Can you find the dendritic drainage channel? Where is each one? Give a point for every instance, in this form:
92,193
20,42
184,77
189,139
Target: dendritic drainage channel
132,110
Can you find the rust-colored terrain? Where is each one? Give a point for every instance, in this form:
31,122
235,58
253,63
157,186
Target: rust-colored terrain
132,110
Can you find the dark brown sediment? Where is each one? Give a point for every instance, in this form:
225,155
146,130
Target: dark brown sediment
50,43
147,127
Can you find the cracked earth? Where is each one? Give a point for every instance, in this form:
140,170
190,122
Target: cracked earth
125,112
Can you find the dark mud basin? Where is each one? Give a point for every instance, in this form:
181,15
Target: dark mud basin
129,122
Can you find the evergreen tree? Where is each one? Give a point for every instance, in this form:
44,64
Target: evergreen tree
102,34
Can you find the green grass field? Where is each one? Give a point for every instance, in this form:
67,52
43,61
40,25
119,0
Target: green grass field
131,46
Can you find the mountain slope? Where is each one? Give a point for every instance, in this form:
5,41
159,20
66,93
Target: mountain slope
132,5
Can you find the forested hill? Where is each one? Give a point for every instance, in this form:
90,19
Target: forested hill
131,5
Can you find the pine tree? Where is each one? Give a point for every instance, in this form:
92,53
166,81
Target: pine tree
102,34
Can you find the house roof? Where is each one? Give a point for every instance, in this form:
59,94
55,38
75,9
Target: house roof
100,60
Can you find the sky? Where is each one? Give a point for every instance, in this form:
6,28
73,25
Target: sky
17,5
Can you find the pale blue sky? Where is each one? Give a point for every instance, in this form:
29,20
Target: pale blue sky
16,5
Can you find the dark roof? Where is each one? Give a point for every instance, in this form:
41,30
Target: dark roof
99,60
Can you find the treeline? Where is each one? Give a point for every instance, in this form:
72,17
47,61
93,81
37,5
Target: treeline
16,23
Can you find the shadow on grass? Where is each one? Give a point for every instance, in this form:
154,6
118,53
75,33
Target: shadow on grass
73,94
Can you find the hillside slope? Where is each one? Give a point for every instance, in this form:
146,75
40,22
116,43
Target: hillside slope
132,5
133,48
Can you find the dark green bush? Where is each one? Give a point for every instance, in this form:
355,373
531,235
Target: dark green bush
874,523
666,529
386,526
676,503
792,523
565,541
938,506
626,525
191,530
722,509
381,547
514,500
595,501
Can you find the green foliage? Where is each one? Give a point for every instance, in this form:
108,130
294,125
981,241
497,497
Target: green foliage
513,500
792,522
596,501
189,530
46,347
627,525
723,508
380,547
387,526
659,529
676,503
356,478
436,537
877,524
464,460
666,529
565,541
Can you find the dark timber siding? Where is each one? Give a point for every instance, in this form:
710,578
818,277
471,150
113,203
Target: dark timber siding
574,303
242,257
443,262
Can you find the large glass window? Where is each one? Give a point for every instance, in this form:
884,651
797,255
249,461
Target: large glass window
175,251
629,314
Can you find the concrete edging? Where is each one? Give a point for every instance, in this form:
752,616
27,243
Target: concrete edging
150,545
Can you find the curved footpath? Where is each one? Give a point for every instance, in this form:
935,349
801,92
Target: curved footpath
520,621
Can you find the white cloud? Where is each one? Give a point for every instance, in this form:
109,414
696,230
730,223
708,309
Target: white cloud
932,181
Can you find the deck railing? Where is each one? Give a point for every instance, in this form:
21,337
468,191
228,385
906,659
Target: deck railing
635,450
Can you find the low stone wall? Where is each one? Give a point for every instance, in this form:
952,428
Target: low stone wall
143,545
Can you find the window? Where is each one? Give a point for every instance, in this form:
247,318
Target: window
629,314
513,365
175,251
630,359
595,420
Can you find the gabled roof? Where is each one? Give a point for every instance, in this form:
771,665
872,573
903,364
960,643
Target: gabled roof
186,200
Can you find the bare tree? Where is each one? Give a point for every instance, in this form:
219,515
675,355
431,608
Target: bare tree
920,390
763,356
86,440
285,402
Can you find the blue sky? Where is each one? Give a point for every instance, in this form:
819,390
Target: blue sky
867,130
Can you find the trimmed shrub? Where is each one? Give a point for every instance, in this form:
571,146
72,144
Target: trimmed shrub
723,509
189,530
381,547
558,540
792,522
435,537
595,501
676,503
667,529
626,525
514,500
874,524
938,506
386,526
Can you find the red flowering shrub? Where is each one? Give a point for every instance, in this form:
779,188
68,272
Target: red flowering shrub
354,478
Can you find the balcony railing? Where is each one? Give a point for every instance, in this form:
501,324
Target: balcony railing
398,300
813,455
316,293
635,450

*****

■ **TASK TO COMPLETE**
Each line of the material above needs to be returned exactly as written.

■ **SOLUTION FOR THIS PROBLEM**
Can you find the dendritic drainage channel? Where is each one? Give a point for every instance, in this form:
92,193
20,42
184,77
189,139
Target: dendritic drainage channel
132,110
Can you find the rust-colored terrain? Where is each one? Give a point for every instance, in this form:
31,122
235,58
253,63
157,186
Target: rust-colored terrain
132,110
Can you find the dark brown sediment? Where is each one? Give a point for every instance, in this form:
225,155
146,130
Target: dark brown sediment
50,43
147,127
Can you find the cracked earth? Where is each one? Give a point for every instance, in this form:
140,170
190,122
Target: cracked earth
125,112
Can you find the dark mud basin? Where is each one? Give a point for every instance, in this form:
181,15
Target: dark mud basin
129,122
Can you find the evergreen tree? Where is each one? Give a point for every instance, in this form:
44,64
Target: evergreen tree
102,34
Can you find the green grass field? Where is each one? Give a point for every instance, in this form:
67,52
43,61
40,25
119,0
Target: green grass field
131,46
Can you find the mountain slope? Where is each one? Give a point for every instance, in this form:
5,41
159,20
66,93
Target: mountain slope
132,5
Can you find the forested hill? Where is each one? Give a point for every instance, in this form:
90,19
Target: forested hill
131,5
Can you find the pine tree? Where is each one? Give a point for every instance, in this form:
92,53
166,81
Target: pine tree
102,34
Can you find the house roof? Where is each one? Give a point for every instance, in this form:
59,94
55,38
75,9
Target: house roof
100,60
Can you find the sky? Where is each one? Give a point for every instance, in this form:
6,28
73,25
Target: sky
17,5
Can you find the pale blue sky? Where is each one? Give a point for every instance, in this form:
29,20
Target: pale blue sky
16,5
Can you find the dark roof? Where is each one? Give a point for every instance, in this form:
41,30
Target: dark roof
99,60
Can you find the treeline? Where is each one? Give a point for every instance, in this form:
72,17
47,61
93,81
37,5
Target: treeline
16,23
Can you find the shadow on grass? Where is each one? Give a point for every instance, in this form:
154,6
118,53
75,33
Target: shadow on grass
73,94
Can you find the hillside slope? Where is each one? Give a point for every instance, in this form:
146,75
40,22
116,43
Target: hillside slope
132,5
133,48
Can you find the dark green bush? Where is each one? Give a point for every instance, in this form:
355,373
531,235
Target: dark green bush
874,523
666,529
386,526
676,503
792,523
565,541
938,506
626,525
191,530
722,509
381,547
514,500
595,501
Can you find the green foliage? Where is each one? Give a point for every instance, in this form:
108,130
294,125
981,241
497,497
Target: green foliage
513,500
792,522
596,501
189,530
46,347
627,525
723,508
380,547
387,526
659,529
676,503
356,478
436,537
877,524
464,460
666,529
565,541
Can you find the dark timber siding? Where is each one? Give a point for every instance, in this form:
710,578
818,277
471,150
113,203
Target: dark timber siding
574,303
242,257
443,262
Can you find the large glass window? Where is each one? Give a point for every instance, in this form:
884,651
797,255
249,461
Target: large glass window
175,251
629,314
Can you find the concrete edging? Where is each one? Give a point for every instance, in this form:
752,616
27,243
Target: concrete edging
150,545
Can you find the curved footpath? Where is each one? Give a point for every instance, in this form:
935,349
801,92
Target: curved footpath
520,621
Can you find the white cloud? Where is each one? Give a point for every instance, in this form:
109,414
696,230
730,223
708,309
Target: white cloud
932,181
Can you find the deck railing? Where is each one? Give a point for every instance, in this form:
21,337
468,191
228,385
906,659
Target: deck railing
635,450
Can you find the low stone wall? Where is each one? Give a point for every instance, in this form:
952,428
Target: low stone wall
143,545
Can you find the window? Where is each one? Give a point for every instance, in this form:
247,318
Target: window
629,314
513,365
175,251
630,359
595,420
Can you find the gabled roof? Where is each one? Give a point for every instance, in this form:
771,665
872,573
903,364
960,643
Target: gabled roof
186,200
Can you find the bare tree? Where is each one? Give a point for every instance, in this form:
219,515
675,355
431,608
Target: bare tree
920,390
763,356
86,440
285,402
Can you find the blue sky? Where is each one? Give a point for every instance, in this form:
819,390
Target: blue sky
867,130
Can you find the trimmed shrub? Where is each one? Give a point for every instance, in this form:
571,146
72,144
Target: trimmed shrub
723,509
189,530
381,547
558,540
792,522
435,537
595,501
676,503
667,529
626,525
514,500
874,524
938,506
386,526
Can you find the red flowering shrub? Where is each one? Give a point for every instance, in this form:
779,188
68,272
Target: red flowering shrub
354,478
Can you find the balcony railing? Where is each one? Give a point for every instance, in this form:
501,324
Target: balcony railing
398,300
813,455
316,293
635,450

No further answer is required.